Aim of the task - Gather up every line from the entries below that uses the word "query".

Listed records -

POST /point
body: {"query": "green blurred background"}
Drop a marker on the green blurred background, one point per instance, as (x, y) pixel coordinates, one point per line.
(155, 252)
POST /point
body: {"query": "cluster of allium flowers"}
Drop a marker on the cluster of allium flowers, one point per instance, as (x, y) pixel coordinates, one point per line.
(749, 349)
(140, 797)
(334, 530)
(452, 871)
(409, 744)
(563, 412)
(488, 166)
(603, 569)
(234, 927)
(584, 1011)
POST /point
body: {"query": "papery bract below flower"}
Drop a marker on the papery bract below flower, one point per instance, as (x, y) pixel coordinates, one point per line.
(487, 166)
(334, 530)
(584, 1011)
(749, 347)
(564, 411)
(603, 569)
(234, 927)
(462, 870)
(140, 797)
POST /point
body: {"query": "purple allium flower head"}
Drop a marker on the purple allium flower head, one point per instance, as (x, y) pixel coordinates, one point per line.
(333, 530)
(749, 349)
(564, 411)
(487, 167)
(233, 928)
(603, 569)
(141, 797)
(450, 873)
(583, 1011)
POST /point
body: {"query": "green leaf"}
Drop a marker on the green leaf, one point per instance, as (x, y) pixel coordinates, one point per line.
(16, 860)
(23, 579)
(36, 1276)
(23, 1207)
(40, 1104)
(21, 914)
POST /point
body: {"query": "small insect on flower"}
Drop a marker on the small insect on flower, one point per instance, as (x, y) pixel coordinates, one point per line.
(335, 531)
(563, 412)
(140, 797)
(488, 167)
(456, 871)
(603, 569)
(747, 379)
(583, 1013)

Answer to the exercise -
body: {"query": "green blurred background"}
body: {"query": "cluster of allium flowers"}
body: {"query": "papery bract below flower"}
body: {"query": "purple allium flower head"}
body: {"query": "green leaf"}
body: {"query": "small insect on flower"}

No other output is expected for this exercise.